Data extract
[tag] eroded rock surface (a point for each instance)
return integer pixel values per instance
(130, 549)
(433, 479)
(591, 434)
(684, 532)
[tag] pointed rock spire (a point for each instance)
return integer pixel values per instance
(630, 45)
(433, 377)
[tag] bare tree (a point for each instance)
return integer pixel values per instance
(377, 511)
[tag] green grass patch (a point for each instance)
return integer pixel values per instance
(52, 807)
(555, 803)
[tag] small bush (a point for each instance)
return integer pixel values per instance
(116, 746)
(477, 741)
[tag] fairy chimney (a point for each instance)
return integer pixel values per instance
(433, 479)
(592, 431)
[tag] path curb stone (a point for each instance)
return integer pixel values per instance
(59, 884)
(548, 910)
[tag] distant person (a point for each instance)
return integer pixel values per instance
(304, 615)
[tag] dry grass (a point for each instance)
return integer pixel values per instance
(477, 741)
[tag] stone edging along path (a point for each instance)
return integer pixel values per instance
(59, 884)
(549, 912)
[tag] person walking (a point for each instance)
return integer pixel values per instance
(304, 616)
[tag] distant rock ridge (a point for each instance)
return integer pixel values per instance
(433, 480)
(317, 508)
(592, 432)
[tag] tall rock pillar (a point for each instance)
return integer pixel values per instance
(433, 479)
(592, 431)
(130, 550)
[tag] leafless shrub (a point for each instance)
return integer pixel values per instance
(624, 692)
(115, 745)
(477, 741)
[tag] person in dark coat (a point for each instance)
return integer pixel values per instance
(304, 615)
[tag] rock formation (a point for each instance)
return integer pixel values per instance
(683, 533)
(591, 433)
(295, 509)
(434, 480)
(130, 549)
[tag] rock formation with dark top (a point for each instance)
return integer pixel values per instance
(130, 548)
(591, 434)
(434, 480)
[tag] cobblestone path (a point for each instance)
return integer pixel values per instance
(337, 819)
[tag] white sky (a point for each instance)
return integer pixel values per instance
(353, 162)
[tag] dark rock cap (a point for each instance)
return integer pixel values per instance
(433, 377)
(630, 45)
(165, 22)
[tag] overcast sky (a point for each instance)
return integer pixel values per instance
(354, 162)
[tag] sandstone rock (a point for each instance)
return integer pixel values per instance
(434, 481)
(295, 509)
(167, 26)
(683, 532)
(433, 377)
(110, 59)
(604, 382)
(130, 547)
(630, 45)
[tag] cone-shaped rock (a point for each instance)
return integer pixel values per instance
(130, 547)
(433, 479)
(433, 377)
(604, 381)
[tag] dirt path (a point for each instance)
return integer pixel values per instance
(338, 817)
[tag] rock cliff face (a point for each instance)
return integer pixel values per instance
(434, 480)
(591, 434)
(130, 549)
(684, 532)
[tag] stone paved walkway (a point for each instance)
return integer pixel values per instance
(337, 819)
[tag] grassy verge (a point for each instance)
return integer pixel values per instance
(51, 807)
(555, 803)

--

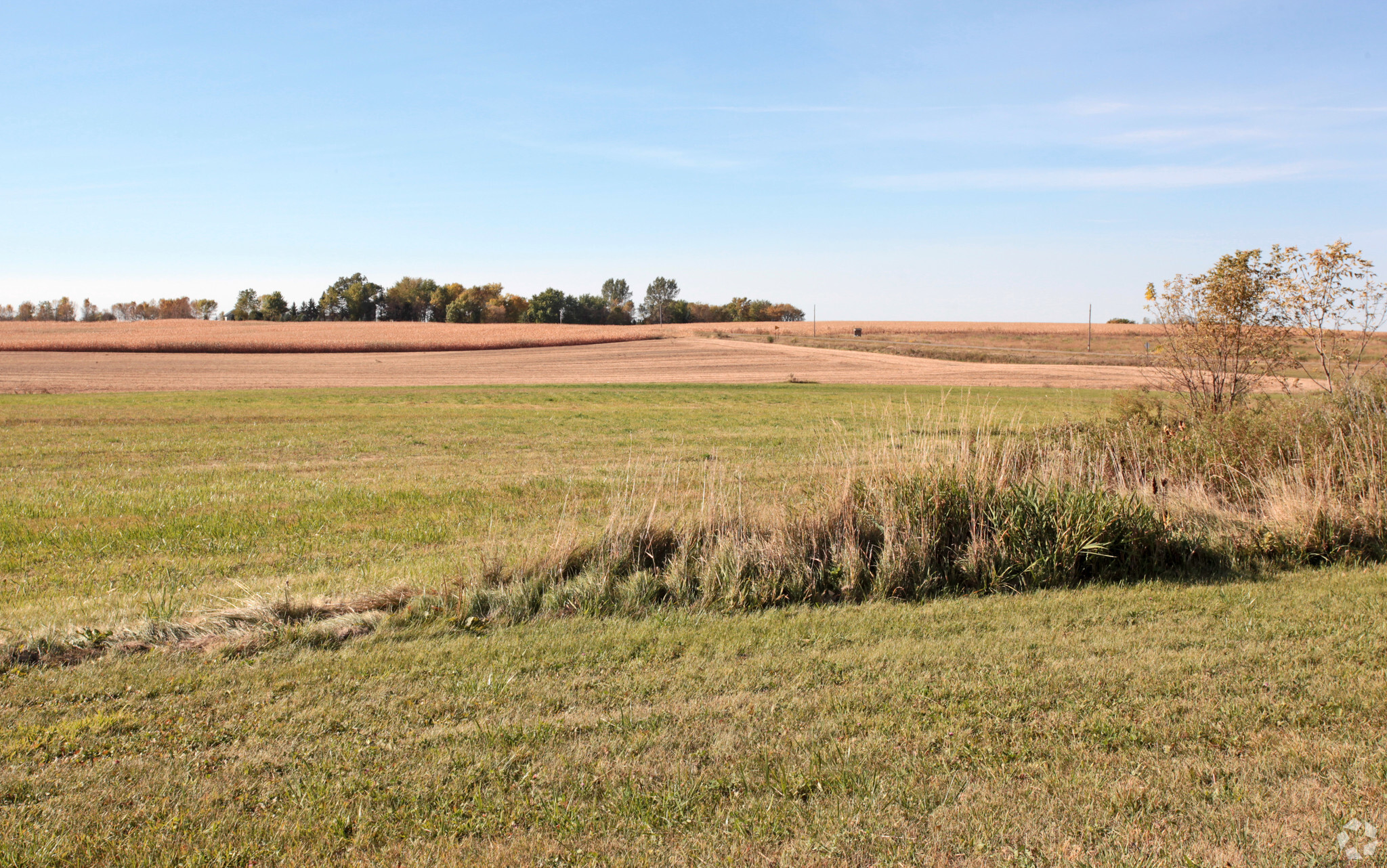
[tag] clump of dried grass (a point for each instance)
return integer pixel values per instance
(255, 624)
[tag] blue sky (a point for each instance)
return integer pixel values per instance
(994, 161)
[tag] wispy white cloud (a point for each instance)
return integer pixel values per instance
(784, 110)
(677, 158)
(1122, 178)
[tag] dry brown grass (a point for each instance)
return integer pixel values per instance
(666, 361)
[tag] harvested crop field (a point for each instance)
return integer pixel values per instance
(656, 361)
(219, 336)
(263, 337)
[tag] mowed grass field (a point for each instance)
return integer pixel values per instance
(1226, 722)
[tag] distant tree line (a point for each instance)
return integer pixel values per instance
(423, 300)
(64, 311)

--

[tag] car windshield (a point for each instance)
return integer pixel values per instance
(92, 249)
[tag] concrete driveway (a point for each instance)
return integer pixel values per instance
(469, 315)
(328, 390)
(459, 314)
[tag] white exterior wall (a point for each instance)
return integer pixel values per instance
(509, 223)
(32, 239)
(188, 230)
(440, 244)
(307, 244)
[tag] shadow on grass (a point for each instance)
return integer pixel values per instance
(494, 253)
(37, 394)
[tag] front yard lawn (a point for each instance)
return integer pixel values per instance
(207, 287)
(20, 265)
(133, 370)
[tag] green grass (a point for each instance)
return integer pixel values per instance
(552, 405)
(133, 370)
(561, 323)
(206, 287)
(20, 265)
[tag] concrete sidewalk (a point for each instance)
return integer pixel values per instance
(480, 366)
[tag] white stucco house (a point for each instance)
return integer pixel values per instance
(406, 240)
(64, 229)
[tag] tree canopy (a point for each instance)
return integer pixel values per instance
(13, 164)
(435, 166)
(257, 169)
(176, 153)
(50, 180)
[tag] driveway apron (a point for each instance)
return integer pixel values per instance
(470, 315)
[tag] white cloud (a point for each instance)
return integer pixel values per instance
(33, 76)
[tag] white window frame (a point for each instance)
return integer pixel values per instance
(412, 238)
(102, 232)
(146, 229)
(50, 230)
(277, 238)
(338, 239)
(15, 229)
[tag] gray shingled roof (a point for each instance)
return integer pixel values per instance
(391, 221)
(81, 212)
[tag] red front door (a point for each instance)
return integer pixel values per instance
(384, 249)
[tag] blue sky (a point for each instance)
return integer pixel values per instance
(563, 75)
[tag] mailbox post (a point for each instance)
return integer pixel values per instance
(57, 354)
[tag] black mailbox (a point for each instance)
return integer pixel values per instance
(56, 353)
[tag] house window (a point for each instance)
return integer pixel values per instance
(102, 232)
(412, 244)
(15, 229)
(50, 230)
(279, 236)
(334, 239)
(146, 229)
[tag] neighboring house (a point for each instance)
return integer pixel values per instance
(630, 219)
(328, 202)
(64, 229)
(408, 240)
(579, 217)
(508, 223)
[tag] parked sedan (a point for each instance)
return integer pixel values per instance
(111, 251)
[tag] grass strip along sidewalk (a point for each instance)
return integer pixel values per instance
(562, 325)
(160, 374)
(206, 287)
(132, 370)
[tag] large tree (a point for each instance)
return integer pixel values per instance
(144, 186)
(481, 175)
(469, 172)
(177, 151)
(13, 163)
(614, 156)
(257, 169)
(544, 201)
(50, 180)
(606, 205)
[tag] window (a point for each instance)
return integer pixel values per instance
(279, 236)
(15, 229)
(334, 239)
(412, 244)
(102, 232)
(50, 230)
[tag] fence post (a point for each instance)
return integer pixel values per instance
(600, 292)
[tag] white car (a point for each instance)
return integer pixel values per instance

Task to carry out
List each line of the rows above that contains the word "field". Case counts.

Final result
[tag] harvested crop field (a point for each instance)
[tag] mowed grass field (a point for each instance)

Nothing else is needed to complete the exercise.